--- start ---

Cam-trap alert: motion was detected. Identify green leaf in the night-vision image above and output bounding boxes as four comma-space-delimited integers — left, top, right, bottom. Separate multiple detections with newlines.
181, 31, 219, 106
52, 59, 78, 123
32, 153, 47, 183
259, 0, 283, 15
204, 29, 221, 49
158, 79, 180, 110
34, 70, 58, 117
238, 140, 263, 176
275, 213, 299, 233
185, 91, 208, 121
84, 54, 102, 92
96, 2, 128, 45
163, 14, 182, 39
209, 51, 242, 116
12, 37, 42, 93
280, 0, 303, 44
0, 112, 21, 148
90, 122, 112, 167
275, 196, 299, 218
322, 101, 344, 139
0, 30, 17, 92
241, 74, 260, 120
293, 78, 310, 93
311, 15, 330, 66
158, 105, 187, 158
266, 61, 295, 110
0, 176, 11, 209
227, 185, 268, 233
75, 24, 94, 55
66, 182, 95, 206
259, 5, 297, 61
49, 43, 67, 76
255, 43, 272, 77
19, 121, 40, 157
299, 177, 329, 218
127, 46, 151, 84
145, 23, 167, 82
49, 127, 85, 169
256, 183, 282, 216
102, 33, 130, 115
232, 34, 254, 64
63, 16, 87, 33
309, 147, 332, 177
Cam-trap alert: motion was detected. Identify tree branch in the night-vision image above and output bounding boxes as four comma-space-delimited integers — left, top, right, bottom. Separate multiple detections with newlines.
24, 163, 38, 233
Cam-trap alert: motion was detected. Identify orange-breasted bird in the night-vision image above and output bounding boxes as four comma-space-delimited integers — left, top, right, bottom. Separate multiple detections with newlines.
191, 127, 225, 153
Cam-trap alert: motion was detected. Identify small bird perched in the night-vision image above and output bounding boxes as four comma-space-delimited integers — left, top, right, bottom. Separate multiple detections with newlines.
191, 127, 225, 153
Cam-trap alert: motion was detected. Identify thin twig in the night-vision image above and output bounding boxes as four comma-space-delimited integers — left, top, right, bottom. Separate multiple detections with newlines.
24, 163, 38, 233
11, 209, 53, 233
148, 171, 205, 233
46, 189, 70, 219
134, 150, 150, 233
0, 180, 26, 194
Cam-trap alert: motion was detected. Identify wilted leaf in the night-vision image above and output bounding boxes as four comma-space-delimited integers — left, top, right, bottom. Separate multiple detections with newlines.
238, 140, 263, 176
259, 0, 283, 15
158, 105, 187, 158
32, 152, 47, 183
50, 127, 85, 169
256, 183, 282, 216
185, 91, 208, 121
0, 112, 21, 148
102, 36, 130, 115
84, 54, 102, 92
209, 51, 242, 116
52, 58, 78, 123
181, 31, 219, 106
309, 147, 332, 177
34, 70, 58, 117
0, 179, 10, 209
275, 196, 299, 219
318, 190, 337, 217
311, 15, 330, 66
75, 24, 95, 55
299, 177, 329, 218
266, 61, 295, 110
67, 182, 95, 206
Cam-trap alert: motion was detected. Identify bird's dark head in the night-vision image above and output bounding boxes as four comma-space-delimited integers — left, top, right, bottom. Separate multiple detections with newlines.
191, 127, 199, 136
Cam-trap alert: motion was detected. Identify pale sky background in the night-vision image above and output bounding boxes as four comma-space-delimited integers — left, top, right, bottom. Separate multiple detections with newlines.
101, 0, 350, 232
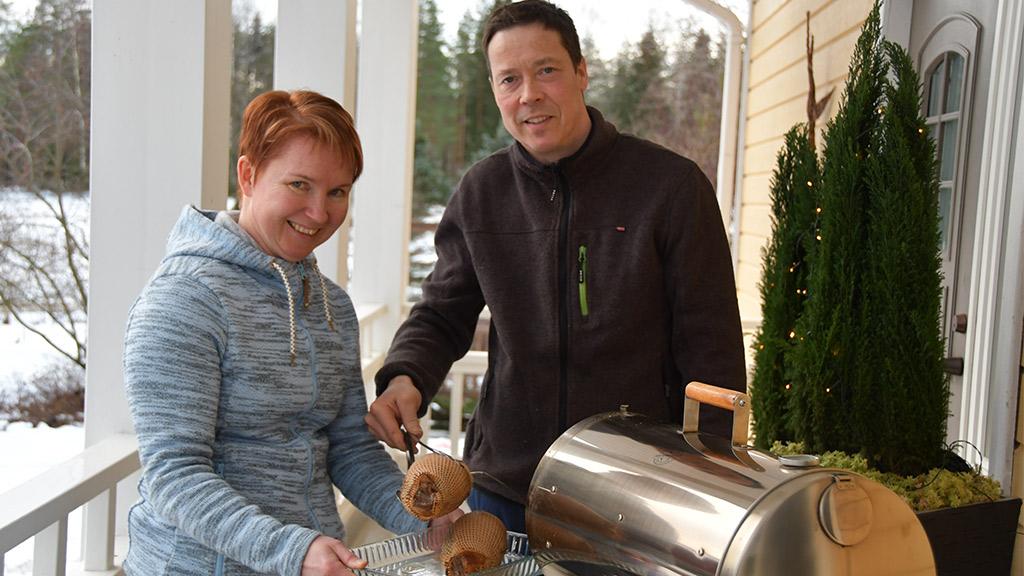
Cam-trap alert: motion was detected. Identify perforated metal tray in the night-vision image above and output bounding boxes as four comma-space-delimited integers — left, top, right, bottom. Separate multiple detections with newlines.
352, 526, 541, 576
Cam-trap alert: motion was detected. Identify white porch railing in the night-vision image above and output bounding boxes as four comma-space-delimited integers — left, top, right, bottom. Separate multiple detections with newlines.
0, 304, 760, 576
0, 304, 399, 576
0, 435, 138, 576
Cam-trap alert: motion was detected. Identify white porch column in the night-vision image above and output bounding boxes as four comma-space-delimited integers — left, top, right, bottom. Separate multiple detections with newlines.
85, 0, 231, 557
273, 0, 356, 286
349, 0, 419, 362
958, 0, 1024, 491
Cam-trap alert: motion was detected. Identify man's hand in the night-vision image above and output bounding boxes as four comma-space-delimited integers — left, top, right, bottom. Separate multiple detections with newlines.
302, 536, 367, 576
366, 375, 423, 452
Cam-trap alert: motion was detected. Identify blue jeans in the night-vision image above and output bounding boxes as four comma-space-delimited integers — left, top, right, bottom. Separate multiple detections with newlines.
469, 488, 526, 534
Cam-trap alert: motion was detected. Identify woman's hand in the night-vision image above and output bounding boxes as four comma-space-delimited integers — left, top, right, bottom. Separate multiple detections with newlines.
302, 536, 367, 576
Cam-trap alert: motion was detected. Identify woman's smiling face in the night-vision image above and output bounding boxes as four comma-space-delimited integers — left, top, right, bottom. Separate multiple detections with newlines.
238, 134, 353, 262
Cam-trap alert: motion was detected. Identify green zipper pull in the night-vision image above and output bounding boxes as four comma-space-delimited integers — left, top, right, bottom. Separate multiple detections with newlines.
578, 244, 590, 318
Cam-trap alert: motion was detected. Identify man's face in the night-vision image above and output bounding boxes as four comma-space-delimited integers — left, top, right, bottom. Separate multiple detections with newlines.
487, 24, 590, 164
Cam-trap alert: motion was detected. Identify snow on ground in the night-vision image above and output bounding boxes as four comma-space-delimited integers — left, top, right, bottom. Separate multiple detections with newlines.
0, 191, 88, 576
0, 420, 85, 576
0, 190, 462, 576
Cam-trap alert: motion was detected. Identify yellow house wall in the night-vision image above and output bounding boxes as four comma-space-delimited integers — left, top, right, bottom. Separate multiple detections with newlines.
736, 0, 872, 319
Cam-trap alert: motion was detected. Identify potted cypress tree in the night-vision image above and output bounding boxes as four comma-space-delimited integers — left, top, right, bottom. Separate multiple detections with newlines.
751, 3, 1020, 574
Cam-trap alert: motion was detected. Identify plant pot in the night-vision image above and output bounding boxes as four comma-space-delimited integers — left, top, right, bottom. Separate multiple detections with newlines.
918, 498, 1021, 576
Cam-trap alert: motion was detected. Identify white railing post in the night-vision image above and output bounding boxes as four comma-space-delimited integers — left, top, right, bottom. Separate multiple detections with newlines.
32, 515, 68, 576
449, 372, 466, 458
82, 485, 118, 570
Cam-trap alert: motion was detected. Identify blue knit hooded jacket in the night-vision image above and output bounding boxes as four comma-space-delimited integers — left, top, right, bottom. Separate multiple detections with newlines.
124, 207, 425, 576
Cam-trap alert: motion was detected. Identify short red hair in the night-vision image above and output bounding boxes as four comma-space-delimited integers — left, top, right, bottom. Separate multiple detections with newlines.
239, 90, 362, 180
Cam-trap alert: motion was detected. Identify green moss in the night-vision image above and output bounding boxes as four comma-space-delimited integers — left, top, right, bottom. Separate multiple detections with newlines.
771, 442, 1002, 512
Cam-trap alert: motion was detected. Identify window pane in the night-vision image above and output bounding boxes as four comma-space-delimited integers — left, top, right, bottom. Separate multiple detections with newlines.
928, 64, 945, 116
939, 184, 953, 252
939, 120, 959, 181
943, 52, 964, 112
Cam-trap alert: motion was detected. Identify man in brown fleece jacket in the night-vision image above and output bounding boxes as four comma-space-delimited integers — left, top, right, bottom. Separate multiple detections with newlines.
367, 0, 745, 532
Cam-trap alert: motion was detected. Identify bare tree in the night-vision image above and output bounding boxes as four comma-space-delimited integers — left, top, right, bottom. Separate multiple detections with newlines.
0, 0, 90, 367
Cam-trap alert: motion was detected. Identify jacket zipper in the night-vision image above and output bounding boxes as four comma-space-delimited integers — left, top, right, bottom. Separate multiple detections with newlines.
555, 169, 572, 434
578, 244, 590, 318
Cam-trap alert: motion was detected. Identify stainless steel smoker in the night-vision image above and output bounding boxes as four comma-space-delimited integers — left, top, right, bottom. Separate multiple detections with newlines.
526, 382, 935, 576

--- end ---

Please locate every line in the entries above that contains the word "white" and copy each of those lines in full. Case counts.

Cam-trap alert: motion was detected. Identify white porch railing in the night-vision image above and output bounding boxes as four comma-space-delimited integers — left, top, right, bottom. Separate multiple detections with newlines.
Cam-trap alert: motion was detected. Identify white porch column in the night-vision image above and output bounding boxes as four comma-space-delimited integers — left, top, right, bottom. Separate multiple detections with newlines.
Cam-trap alert: motion was detected. Identify white railing post in the night-vision image above and output bounding boxes as four comma-space-delimited integers — left, top, right, bottom. Separate multiple detections with newlines.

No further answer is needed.